***** Исходный текст

Русская литература и маленький человек 1

Наташа Александрова
  Эссе

Русская литература обожала маленького человека. У каждого писателя были свои причины для горячей любви.

Радищев, например, живописал бедственное положение крестьянина, ибо это давало ему возможность пламенно обличать деспотизм монархии.

Впрочем, лицезрение ужасающей нищеты русской избы отнюдь не помешало автору получать удовольствие от чашечки кофе, а свободолюбивые взгляды  -   услаждать прихотливость своего вкуса «плодами пота несчастных африканских невольников». Вслед за африканскими невольниками он вспоминает и о русских. Но только после обеденного перерыва.

Пообедав в связи с тяготами путешествия старым куском жареной говядины вместо привычных рагу, фрикасе и паштетов, Радищев, то бишь путешественник, наконец вспомнил о своем писательском долге и в самых душераздирающих выражениях изобразил скудный быт русских невольников:

« Четыре стены, до половины покрытые, так, как и весь потолок, сажею; пол в щелях, на вершок, по крайней мере, поросший грязью; печь без трубы, но лучшая защита от холода, и дым, всякое утро зимою и летом наполняющий избу; окончины, в коих натянутый пузырь смеркающийся в полдень пропускал свет; горшка два или три (счастлива изба, коли в одном из них всякий день есть пустые шти!)».

Странно, что он не заметил всего этого до того, как начал свою трапезу. Рассуждения о пустых щах, после того как закусил куском пусть старого, но жареного мяса, представляются несколько невежливыми. Еще более странным кажется, что путешественнику удалось насладиться кофе в такой грязной и убогой обстановке и  что ел он на покрытом грязью столе, который чистят лишь по большим праздникам...Можно предположить одно из двух – либо у путешественника были крепкие нервы, либо уж очень был голоден.

Тяжелая доля крестьянина для Радищева всего лишь повод, чтобы излить свои чувства – прежде всего, ненависть к самодержавию.  К чести Радищева надо заметить, что он вовсе не торопится обвинять крестьян в нечистоплотности и объяснять крайнюю скудость их существования врожденной ленью, придуманной нынешними дворянами для оправдания своих преступлений.

 Он понимает  истинную причину и прямо её называет: "Тут видна алчность дворянства, грабеж, мучительство наше и беззащитное нищеты состояние".  Звери алчные, пиявицы ненасытные...Превосходно сказано! Конечно, несколько патетически, но стилистика абсолютно соответствует смыслу.

Когда над ним самим нависла опасность, он понял, что в России маленьким человеком может стать каждый и в любой момент.
Но только став маленьким человеком, Радищев обрел подлинное величие.

Что же касается его книги, то в ней, похоже, жизненная правда пала жертвой красноречия.

Выражая подобным образом сочувствие крестьянам, Радищев положил начало целой литературной традиции.

**********
***** Предоставленные записи

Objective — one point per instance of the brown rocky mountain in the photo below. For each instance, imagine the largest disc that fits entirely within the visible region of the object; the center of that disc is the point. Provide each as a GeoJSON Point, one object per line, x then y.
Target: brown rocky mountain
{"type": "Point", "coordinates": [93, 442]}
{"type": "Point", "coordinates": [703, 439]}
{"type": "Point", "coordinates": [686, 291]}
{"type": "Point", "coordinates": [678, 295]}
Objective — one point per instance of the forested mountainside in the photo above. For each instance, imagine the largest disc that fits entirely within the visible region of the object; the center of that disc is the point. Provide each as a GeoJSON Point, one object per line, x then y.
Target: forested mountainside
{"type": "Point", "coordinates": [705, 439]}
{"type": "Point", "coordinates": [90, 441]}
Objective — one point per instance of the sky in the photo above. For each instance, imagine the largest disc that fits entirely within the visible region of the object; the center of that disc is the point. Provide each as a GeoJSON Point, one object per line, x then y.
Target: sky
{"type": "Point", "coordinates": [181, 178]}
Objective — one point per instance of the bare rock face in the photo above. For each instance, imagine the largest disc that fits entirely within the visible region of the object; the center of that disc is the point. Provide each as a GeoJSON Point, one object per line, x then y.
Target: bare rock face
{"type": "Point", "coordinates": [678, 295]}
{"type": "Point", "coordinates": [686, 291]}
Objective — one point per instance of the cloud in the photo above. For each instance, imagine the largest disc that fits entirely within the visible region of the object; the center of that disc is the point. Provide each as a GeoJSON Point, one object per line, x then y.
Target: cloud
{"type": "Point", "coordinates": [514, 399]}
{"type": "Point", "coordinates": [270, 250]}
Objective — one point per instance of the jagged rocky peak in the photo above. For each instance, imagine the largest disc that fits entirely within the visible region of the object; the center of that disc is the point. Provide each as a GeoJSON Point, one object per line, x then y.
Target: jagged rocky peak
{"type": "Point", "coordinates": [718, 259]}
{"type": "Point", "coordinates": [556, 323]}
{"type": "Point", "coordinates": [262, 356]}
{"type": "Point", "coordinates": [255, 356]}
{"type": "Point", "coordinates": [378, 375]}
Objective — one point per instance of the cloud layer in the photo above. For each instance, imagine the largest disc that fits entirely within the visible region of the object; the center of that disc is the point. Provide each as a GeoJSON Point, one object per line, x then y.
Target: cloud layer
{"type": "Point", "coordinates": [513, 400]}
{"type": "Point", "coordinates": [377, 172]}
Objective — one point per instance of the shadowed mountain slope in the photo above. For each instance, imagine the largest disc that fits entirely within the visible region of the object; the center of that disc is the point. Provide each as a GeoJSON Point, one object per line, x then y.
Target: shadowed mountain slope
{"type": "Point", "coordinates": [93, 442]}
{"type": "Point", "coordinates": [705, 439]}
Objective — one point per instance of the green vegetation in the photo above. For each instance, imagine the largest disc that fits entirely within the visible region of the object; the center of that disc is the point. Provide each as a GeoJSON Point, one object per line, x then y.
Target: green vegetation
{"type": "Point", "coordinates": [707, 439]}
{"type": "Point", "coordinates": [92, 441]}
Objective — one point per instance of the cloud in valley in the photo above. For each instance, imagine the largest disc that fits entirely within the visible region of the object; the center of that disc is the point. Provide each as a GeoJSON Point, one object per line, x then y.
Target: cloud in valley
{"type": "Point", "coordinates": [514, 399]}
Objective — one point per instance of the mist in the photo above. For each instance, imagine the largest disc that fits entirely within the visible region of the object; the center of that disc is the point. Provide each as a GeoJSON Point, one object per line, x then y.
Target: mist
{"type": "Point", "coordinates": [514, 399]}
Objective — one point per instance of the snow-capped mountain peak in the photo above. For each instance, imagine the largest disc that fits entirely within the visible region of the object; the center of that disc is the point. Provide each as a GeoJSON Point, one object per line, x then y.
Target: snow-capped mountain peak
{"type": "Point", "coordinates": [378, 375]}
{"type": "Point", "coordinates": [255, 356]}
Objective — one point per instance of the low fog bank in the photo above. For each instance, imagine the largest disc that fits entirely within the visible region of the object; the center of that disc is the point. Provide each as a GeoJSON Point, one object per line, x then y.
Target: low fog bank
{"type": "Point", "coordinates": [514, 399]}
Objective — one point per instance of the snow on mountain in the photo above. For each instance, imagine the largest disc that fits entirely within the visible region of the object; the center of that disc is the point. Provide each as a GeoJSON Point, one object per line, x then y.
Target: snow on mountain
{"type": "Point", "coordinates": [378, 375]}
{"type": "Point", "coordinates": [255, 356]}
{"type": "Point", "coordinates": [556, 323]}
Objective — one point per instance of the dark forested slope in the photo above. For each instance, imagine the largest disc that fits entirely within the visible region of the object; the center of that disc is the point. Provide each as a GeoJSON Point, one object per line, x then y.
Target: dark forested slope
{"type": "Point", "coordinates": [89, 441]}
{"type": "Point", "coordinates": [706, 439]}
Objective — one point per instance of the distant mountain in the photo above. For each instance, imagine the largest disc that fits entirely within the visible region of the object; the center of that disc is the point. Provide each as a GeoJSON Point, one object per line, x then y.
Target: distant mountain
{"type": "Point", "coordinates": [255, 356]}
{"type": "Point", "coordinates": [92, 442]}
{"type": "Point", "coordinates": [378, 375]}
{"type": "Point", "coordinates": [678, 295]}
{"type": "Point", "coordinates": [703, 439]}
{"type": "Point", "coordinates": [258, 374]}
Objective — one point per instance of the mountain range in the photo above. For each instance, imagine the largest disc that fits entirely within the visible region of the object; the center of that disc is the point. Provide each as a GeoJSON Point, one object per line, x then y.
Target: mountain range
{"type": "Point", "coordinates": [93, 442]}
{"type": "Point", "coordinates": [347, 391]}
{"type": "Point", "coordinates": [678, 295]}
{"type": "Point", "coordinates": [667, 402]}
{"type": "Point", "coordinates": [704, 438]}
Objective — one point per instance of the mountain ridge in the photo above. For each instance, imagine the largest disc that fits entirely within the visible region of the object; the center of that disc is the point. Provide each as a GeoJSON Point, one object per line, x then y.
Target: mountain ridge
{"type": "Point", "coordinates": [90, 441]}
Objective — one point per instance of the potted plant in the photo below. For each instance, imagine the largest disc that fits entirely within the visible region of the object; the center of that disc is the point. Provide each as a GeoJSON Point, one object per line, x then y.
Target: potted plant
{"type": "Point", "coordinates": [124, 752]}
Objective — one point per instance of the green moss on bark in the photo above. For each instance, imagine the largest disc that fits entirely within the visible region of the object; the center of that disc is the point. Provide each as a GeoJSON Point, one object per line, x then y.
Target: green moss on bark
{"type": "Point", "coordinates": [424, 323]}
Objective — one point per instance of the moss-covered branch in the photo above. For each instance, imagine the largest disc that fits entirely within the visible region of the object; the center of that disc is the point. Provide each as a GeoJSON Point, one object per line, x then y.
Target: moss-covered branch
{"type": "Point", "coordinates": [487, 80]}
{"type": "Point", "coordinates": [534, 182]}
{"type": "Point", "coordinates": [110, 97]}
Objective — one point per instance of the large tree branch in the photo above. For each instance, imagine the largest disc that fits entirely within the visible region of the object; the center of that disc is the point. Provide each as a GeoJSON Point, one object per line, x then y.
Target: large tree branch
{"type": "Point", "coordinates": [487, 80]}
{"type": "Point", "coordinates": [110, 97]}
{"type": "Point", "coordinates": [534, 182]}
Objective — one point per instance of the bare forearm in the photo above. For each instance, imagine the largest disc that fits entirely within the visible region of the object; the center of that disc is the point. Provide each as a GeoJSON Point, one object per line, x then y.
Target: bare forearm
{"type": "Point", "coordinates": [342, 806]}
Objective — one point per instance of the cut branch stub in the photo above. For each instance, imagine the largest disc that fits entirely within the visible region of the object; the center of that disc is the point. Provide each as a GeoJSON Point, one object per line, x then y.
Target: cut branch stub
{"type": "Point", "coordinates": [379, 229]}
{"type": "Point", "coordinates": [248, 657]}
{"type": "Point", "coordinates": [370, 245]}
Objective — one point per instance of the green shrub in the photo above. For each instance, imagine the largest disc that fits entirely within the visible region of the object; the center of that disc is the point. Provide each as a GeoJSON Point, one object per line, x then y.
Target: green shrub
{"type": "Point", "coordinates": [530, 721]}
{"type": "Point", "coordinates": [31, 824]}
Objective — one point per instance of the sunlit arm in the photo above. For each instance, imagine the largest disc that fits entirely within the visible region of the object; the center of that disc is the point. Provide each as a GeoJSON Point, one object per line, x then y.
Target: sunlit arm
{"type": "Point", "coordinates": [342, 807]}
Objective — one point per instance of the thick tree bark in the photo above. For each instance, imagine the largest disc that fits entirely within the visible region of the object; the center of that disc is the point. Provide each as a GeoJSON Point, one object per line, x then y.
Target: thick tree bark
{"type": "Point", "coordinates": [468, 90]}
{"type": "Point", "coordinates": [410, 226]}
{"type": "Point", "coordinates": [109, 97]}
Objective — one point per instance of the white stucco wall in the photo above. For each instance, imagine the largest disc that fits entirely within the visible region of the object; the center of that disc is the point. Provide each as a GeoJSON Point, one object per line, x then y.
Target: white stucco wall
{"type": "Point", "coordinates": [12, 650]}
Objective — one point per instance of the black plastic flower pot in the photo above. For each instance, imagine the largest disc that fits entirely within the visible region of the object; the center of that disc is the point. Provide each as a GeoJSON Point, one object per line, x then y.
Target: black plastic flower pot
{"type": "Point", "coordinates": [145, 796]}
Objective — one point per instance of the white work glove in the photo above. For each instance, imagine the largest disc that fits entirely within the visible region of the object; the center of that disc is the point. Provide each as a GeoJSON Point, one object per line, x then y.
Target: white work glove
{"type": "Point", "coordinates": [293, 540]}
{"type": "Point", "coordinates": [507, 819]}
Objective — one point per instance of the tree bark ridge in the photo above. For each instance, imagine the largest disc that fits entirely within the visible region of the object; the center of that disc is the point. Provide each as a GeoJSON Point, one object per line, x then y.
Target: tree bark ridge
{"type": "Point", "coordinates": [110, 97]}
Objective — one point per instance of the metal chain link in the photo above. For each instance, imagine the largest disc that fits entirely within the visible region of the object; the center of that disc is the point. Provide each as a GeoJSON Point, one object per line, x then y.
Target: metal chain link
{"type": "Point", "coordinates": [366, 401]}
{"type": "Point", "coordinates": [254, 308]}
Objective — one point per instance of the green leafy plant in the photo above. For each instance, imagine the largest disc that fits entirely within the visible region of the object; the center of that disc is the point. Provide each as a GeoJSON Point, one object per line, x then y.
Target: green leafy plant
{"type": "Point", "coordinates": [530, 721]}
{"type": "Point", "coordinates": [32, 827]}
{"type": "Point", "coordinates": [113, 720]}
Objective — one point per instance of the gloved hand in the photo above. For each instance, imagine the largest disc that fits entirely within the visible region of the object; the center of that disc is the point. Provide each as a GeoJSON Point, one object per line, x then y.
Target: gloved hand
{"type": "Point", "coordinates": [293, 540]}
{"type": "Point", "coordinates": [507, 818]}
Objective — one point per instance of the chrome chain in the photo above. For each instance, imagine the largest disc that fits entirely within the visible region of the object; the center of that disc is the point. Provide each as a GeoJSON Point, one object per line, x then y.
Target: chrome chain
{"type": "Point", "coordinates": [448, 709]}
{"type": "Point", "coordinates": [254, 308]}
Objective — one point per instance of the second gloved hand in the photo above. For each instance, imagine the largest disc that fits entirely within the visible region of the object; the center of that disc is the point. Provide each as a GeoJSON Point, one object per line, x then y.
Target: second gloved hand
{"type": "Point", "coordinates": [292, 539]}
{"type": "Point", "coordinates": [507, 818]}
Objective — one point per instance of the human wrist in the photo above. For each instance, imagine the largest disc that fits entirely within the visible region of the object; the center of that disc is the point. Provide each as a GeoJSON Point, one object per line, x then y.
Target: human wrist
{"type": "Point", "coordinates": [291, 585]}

**********

Письменное задание 1: Чем, согласно эссе о маленьком человеке в русской литературе, пообедал путешественник вместо привычных рагу, фрикасе и паштетов?
Письменное задание 2: Опираясь на эссе о маленьком человеке в русской литературе, объясните, зачем Радищев, по мнению автора, изображал бедственное положение крестьянина.

Результат задания 1: Старым куском жареной говядины.

Результат задания 2: Это давало Радищеву возможность пламенно обличать деспотизм монархии. Тяжелая доля крестьянина была для него лишь поводом излить свои чувства, прежде всего ненависть к самодержавию.